--- START ---

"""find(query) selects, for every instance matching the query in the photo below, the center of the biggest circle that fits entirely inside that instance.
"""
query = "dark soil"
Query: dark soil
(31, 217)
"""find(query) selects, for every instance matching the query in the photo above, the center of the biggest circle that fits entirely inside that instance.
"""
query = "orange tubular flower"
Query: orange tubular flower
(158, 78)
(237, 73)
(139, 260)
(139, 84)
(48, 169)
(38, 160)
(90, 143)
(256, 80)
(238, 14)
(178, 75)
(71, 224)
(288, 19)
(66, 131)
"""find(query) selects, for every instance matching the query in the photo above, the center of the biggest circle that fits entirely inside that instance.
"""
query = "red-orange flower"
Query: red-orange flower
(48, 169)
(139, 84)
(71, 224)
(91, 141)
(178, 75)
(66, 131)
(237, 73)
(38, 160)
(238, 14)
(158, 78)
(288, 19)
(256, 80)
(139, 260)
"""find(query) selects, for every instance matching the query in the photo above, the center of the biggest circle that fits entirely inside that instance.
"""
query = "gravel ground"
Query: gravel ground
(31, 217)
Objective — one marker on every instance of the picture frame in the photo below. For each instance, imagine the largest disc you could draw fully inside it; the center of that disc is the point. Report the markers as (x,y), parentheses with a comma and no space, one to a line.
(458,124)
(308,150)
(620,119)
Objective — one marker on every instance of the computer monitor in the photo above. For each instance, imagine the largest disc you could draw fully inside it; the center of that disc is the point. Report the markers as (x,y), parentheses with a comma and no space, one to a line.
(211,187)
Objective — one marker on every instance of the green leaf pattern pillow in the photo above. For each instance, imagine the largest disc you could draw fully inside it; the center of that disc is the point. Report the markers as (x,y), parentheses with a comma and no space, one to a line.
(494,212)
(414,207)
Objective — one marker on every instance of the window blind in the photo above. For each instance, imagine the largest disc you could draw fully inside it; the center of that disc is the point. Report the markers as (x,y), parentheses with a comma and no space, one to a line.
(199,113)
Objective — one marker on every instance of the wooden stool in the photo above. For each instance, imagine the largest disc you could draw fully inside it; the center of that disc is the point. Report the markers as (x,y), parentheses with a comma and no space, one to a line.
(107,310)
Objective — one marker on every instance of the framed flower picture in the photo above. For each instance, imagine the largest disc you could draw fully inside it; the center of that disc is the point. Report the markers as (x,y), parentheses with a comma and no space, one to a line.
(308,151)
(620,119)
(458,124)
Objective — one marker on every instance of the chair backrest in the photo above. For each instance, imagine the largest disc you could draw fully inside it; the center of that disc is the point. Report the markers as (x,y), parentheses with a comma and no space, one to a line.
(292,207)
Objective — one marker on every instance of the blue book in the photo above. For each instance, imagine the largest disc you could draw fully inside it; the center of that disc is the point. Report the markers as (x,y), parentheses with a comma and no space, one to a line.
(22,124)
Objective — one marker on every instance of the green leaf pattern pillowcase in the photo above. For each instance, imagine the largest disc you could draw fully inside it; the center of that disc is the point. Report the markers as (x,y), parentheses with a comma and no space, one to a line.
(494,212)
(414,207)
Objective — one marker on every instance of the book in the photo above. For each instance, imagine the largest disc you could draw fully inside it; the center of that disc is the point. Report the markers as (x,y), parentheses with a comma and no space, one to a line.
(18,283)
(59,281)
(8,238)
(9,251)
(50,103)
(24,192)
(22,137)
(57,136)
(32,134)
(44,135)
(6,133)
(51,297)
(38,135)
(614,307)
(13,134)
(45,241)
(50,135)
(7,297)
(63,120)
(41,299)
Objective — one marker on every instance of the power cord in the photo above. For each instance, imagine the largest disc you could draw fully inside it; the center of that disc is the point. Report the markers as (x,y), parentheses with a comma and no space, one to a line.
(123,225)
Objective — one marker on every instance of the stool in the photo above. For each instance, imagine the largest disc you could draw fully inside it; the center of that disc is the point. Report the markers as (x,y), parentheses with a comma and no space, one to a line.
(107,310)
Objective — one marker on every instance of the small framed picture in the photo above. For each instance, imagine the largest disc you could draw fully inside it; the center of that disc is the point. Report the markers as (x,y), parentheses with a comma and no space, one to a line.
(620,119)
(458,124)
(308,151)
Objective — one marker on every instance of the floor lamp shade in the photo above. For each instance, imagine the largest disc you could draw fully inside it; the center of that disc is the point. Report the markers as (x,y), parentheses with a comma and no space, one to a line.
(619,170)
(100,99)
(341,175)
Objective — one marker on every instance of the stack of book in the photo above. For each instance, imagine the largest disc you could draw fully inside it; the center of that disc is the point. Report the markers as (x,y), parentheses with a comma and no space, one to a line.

--- END ---

**EXERCISE INSTRUCTIONS**
The entries above should be repeated exactly, every one of them.

**REPLY**
"""find(query) selects, for every instance matching the query in the photo below, the center of the biggest circle that fits entirely inside that instance.
"""
query = "dark soil"
Query: dark soil
(31, 217)
"""find(query) selects, for every instance matching the query in the photo above, the center of the biggest circle that fits entirely inside that instance.
"""
query = "orange tubular flower"
Query: orange tubular flower
(158, 78)
(237, 73)
(139, 260)
(139, 84)
(48, 169)
(38, 160)
(90, 143)
(256, 80)
(238, 14)
(178, 75)
(71, 224)
(288, 19)
(66, 131)
"""find(query) selects, for every instance matching the query in the photo above, the center of the biggest circle that fits entirely inside that instance.
"""
query = "red-orange flower"
Query: red-orange flower
(48, 169)
(139, 84)
(71, 224)
(91, 141)
(178, 75)
(66, 131)
(237, 73)
(38, 160)
(238, 14)
(158, 78)
(288, 19)
(256, 80)
(139, 260)
"""find(query) selects, for every instance matching the query in the photo above, the center of the biggest circle that fits entirely inside that instance.
"""
query = "gravel ground"
Query: gravel ground
(31, 217)
Objective — one marker on every instance of the picture frame in the photo below. For each instance, imagine the largest disc you could draw fully inside it; the center of that disc is the point. Report the markers as (x,y), parentheses with a comma and no space, one to a line.
(458,124)
(308,150)
(620,119)
Objective — one marker on every instance of the computer monitor in the photo above. For each instance, imagine the largest disc you could draw fully inside it; the center of that disc is the point. Report the markers as (x,y), parentheses with a comma and no space, one to a line.
(211,187)
Objective — one marker on every instance of the green leaf pattern pillow in the photo above. For each instance, imagine the largest disc you could draw fully inside it; the center of that disc is the point. Report the markers as (x,y), parentheses with a comma and no space, one to a line.
(494,212)
(414,207)
Objective — one marker on every instance of the window blind in the photo above. For each instance, imagine the largest disc you could draw fully inside it; the center of that disc is the point. Report the markers as (x,y), parentheses with a comma and no space, one to a line.
(199,113)
Objective — one marker on every instance of the wooden stool in the photo above. For each instance, imagine the largest disc you could draw fully inside it; the center of that disc is the point. Report the markers as (x,y), parentheses with a comma and no space, one to a line.
(107,310)
Objective — one marker on every instance of the framed flower picture in the photo above. For each instance, imagine the largest disc you could draw fully inside it; the center of that disc is the point. Report the markers as (x,y), parentheses with a comma and no space, one to a line.
(308,151)
(620,119)
(458,124)
Objective — one marker on every instance of the chair backrest in the photo above. For each instance, imagine the largest disc you could draw fully inside it; the center of that disc is the point. Report the markers as (x,y), parentheses with a comma and no space, one to a line.
(292,207)
Objective — one marker on every instance of the blue book in the photo above. For each instance, imagine the largest disc you could draw fully inside it; the center of that disc is the point. Report the markers as (x,y), parentheses with a comma and no space, one to a line.
(22,124)
Objective — one marker on every instance of the green leaf pattern pillowcase in the photo above. For each instance, imagine the largest disc you could draw fully inside it; the center of that disc is the point. Report the markers as (x,y), parentheses with a comma and no space, one to a line.
(494,212)
(414,207)
Objective — one marker on every instance of the book in the photo above. For each instance, imagine the largest disc you could draw fully inside it; the center of that disc is the point. Report the markers as (x,y), parentheses with a comma and no space, one to a line.
(18,283)
(59,281)
(8,238)
(9,251)
(50,103)
(24,192)
(22,137)
(57,136)
(32,134)
(44,135)
(6,133)
(51,297)
(38,135)
(614,307)
(13,134)
(45,241)
(50,135)
(7,297)
(63,120)
(41,299)
Objective — one marker on every instance of the power cord in the photo above. For each instance, imagine the largest disc you could draw fully inside it; the center of that disc is the point. Report the markers as (x,y), parentheses with a comma and no space, one to a line.
(123,225)
Objective — one marker on every instance of the stool in the photo above. For each instance, imagine the largest disc you could draw fully inside it; the center of that disc is the point. Report the markers as (x,y), parentheses with a comma and no space, one to a line.
(107,310)
Objective — one marker on every instance of the small framed picture in the photo above. For each instance, imagine the largest disc you could draw fully inside it; the center of that disc is the point. Report the markers as (x,y), parentheses with a comma and no space, one to a line.
(620,119)
(458,124)
(308,151)
Objective — one marker on every instance of the floor lamp shade in the photo above. For each instance, imagine the largest disc you could draw fully inside it; the center of that disc is the point. Report the markers as (x,y), parentheses with a comma and no space, one to a line.
(619,170)
(100,99)
(341,175)
Objective — one marker on every instance of the stack of book in the photo above. For each instance, imagine the largest disc you could draw fully inside it; the center of that disc is the point. Report the markers as (x,y), parentheses with a comma and no space, one to a line.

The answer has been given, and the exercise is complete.